-------- The input --------
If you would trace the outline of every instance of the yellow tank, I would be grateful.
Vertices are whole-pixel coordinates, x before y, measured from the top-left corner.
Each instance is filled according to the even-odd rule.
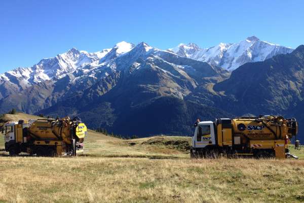
[[[59,120],[40,119],[34,121],[28,128],[30,136],[36,139],[62,140],[71,144],[72,139],[79,143],[83,142],[87,133],[84,123],[71,120],[69,117]]]
[[[238,118],[232,121],[234,135],[249,140],[289,139],[297,133],[294,119],[281,116],[265,116],[259,118]]]

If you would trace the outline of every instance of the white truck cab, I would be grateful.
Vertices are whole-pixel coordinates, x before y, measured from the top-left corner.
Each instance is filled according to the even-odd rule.
[[[216,145],[216,129],[214,122],[202,121],[195,123],[195,130],[192,137],[192,146],[190,150],[191,157],[195,157],[205,149]]]
[[[17,122],[10,122],[4,125],[2,133],[5,134],[4,140],[6,143],[15,142],[15,125]]]
[[[209,145],[215,145],[215,134],[213,122],[203,121],[197,124],[192,137],[192,147],[202,148]]]

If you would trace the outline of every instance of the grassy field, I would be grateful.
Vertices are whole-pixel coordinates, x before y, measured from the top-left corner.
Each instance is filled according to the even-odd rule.
[[[192,160],[189,141],[90,130],[77,157],[0,157],[0,202],[304,201],[303,160]]]

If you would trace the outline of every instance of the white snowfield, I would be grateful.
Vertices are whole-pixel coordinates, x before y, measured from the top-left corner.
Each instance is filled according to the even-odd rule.
[[[193,43],[180,44],[169,49],[178,55],[233,71],[249,62],[261,61],[280,54],[291,53],[293,49],[260,40],[255,36],[238,43],[220,43],[208,49]]]
[[[54,58],[43,59],[31,67],[18,67],[8,71],[0,75],[0,85],[24,89],[47,80],[58,80],[67,75],[73,83],[84,77],[102,78],[118,68],[132,66],[139,69],[145,64],[139,63],[136,59],[139,57],[146,58],[150,54],[153,54],[154,58],[163,54],[177,54],[232,71],[248,62],[262,61],[275,55],[292,51],[291,48],[261,41],[255,37],[248,38],[238,43],[220,43],[208,49],[200,48],[190,43],[180,44],[168,50],[153,48],[144,42],[135,46],[123,41],[112,48],[93,53],[73,48]],[[182,72],[185,69],[178,65],[176,68]],[[189,69],[187,67],[187,70]]]

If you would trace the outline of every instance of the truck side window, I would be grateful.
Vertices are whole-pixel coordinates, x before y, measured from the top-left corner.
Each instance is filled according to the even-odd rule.
[[[197,140],[198,142],[202,142],[202,137],[210,134],[210,125],[199,125],[198,129]]]
[[[8,132],[14,132],[14,126],[6,126],[6,134],[8,133]]]

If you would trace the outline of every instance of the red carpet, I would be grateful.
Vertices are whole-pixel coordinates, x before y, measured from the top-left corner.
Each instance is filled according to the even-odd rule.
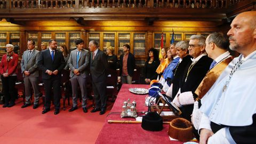
[[[106,113],[100,115],[98,111],[90,112],[92,100],[87,102],[87,113],[83,113],[78,102],[77,110],[68,112],[71,104],[66,104],[66,110],[61,107],[57,115],[52,106],[51,111],[42,114],[42,102],[36,109],[33,105],[21,108],[22,98],[11,108],[0,105],[0,143],[94,143],[113,103],[108,101]]]

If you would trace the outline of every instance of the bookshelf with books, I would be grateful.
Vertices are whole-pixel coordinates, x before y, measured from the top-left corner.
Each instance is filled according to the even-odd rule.
[[[190,38],[190,37],[192,36],[192,35],[197,35],[197,33],[185,33],[184,34],[184,40],[185,41],[189,41],[189,39]]]
[[[210,35],[210,33],[202,33],[201,34],[201,35],[204,36],[205,38]]]
[[[13,46],[20,46],[20,33],[10,33],[10,41],[9,43],[13,45]]]
[[[0,53],[5,53],[7,44],[7,33],[0,33]]]
[[[52,39],[52,33],[42,33],[41,34],[41,43],[48,43],[50,39]]]
[[[61,45],[66,45],[66,33],[55,33],[55,39],[58,43],[58,49],[60,48]]]
[[[94,41],[97,42],[99,46],[100,46],[100,34],[99,33],[89,33],[88,35],[89,42],[90,42],[91,41]]]
[[[118,33],[118,51],[117,52],[117,56],[119,58],[120,55],[123,53],[123,46],[125,44],[129,44],[131,46],[131,49],[132,49],[132,46],[130,45],[131,43],[131,34],[130,33]],[[132,50],[130,50],[131,52]]]
[[[166,34],[163,33],[164,46],[166,46]],[[154,33],[154,47],[159,51],[161,46],[162,33]]]
[[[81,33],[79,32],[69,33],[68,43],[69,43],[69,51],[71,51],[76,48],[75,41],[77,38],[81,38]]]
[[[174,43],[177,43],[179,41],[182,41],[183,39],[182,37],[183,33],[174,33]],[[172,38],[172,33],[170,33],[170,44],[171,43]]]
[[[103,33],[103,50],[106,52],[107,48],[112,46],[115,53],[115,33]]]
[[[145,57],[146,54],[146,34],[134,33],[133,54],[135,57]]]

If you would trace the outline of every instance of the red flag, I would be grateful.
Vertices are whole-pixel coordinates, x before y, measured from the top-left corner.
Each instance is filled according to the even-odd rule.
[[[161,35],[161,45],[160,46],[160,49],[159,50],[159,59],[161,60],[162,59],[162,48],[164,47],[164,33],[162,33],[162,35]]]

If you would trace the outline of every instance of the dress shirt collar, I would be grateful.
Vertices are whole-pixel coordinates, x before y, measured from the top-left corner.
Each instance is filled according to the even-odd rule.
[[[54,51],[54,52],[56,51],[56,50],[52,50],[52,49],[51,49],[51,47],[49,47],[49,50],[50,50],[50,52],[52,52],[52,51]]]
[[[35,49],[33,49],[33,50],[28,50],[28,52],[31,51],[31,52],[33,52],[34,51],[34,50],[35,50]]]
[[[202,54],[201,54],[201,55],[199,55],[198,57],[197,57],[196,58],[193,58],[193,59],[191,59],[191,60],[192,61],[192,63],[194,63],[194,62],[196,62],[196,61],[198,61],[202,57],[205,56],[205,55],[206,55],[206,53],[205,52],[205,53],[203,53]]]
[[[216,59],[215,59],[215,61],[216,61],[216,63],[219,63],[221,60],[223,60],[223,59],[226,58],[226,59],[230,57],[230,53],[229,51],[226,51],[226,52],[222,53],[221,55],[218,57]]]
[[[178,58],[179,58],[179,56],[178,56],[178,55],[177,55],[176,56],[173,57],[173,59],[175,59]]]
[[[97,54],[98,51],[99,51],[99,49],[97,49],[93,53],[94,54],[94,56],[96,56],[96,54]]]

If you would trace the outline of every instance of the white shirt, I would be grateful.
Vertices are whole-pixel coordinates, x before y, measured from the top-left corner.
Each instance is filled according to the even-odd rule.
[[[198,61],[202,57],[205,56],[205,55],[207,55],[207,54],[205,52],[204,53],[202,53],[201,54],[201,55],[199,55],[198,57],[196,57],[196,58],[193,58],[193,59],[191,59],[191,60],[192,61],[192,64],[197,62],[197,61]]]

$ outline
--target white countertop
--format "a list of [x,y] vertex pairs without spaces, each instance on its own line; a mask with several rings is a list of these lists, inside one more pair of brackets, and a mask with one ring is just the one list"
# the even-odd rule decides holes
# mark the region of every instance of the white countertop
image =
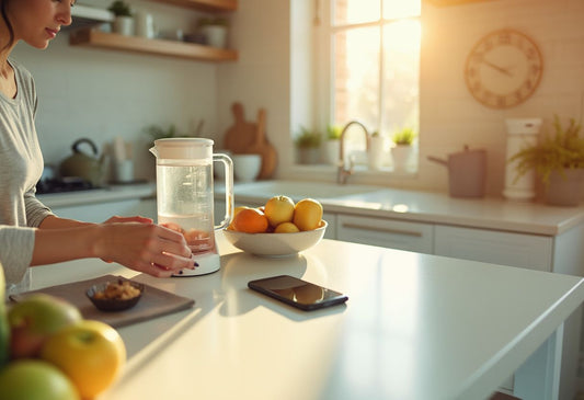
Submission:
[[152,182],[110,185],[103,188],[93,188],[89,191],[36,195],[36,197],[49,208],[116,202],[128,198],[147,198],[152,196],[156,196],[156,183]]
[[[446,193],[406,191],[370,185],[337,185],[322,182],[260,181],[237,183],[238,203],[260,204],[278,194],[298,201],[318,198],[324,212],[405,221],[495,229],[530,235],[557,236],[584,222],[584,206],[554,207],[503,198],[453,198]],[[216,185],[215,196],[225,190]],[[95,204],[156,196],[156,183],[114,185],[85,192],[38,195],[48,207]]]
[[[562,274],[330,240],[286,259],[218,243],[217,273],[136,276],[195,306],[119,329],[129,359],[100,399],[482,399],[584,300]],[[34,267],[33,282],[107,273],[136,275],[80,260]],[[307,313],[247,288],[278,274],[348,301]]]
[[[346,185],[345,190],[343,185],[334,183],[276,182],[236,184],[236,201],[262,202],[273,195],[290,192],[290,197],[297,201],[302,197],[299,194],[304,185],[305,196],[319,199],[324,212],[330,213],[545,236],[560,235],[584,222],[584,206],[557,207],[504,198],[454,198],[446,193],[382,186],[360,186],[363,193],[357,193],[359,185]],[[286,187],[290,190],[286,191]],[[217,198],[221,197],[221,191],[220,186],[216,190]]]

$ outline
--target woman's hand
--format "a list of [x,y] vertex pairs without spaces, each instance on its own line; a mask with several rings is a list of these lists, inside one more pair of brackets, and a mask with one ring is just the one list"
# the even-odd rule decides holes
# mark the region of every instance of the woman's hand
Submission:
[[134,216],[134,217],[119,217],[117,215],[114,215],[103,224],[115,224],[115,222],[140,222],[140,224],[153,224],[152,218],[147,218],[142,216]]
[[195,267],[184,237],[151,224],[149,218],[112,217],[100,226],[100,230],[94,251],[102,260],[159,277]]

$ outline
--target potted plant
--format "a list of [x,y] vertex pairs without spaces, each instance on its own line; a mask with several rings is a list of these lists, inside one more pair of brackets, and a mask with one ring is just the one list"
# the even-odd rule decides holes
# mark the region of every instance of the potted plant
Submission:
[[113,31],[121,35],[134,35],[134,16],[128,3],[123,0],[114,1],[107,9],[115,15]]
[[579,136],[581,125],[571,118],[563,127],[554,115],[553,135],[545,135],[535,145],[512,156],[517,176],[534,170],[545,188],[546,202],[552,205],[575,206],[580,203],[584,182],[584,139]]
[[329,164],[336,165],[339,162],[339,156],[341,155],[341,133],[343,127],[339,125],[327,126],[327,140],[323,144],[324,160]]
[[294,144],[298,149],[298,162],[301,164],[316,164],[319,161],[319,150],[321,134],[305,127],[300,128],[300,135],[296,137]]
[[199,33],[205,36],[207,45],[217,48],[227,47],[228,22],[225,18],[202,18],[197,26]]
[[394,146],[391,148],[394,171],[405,171],[413,152],[413,142],[417,137],[413,128],[404,127],[393,134],[391,140]]

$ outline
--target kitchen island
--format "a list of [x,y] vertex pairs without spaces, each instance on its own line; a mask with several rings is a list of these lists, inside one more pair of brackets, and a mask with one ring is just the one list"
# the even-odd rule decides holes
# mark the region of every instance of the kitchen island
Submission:
[[[240,252],[219,232],[221,270],[156,279],[99,260],[35,267],[33,288],[104,274],[195,300],[121,328],[122,379],[100,399],[556,399],[563,321],[582,278],[323,240],[298,256]],[[247,288],[289,274],[348,296],[302,312]]]

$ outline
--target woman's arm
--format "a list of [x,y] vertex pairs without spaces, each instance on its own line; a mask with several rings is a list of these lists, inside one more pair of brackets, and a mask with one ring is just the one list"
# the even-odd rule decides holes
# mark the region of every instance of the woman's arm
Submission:
[[31,265],[100,258],[154,276],[193,268],[184,237],[144,217],[112,217],[104,224],[46,217],[35,231]]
--------
» Short problem
Update the lines beginning at the one that has "books, I would be grateful." and ending after the one that has "[[[0,53],[5,53],[7,44],[7,33],[0,33]]]". Change "bookshelf" to "bookcase" and leave everything else as it is.

» Finished task
If you would trace the outline of every instance of the bookcase with books, I would be grateful.
Vertices are whole-pixel coordinates, x before y, measured from the top-left corner.
Each instance is filled according to the even-odd rule.
[[[190,38],[190,37],[192,36],[192,35],[197,35],[197,33],[185,33],[184,34],[184,40],[185,41],[189,41],[189,39]]]
[[[210,35],[210,33],[202,33],[201,34],[201,35],[204,36],[205,38]]]
[[[13,46],[20,46],[20,33],[10,33],[10,41],[9,43],[13,45]]]
[[[0,53],[5,53],[7,44],[7,33],[0,33]]]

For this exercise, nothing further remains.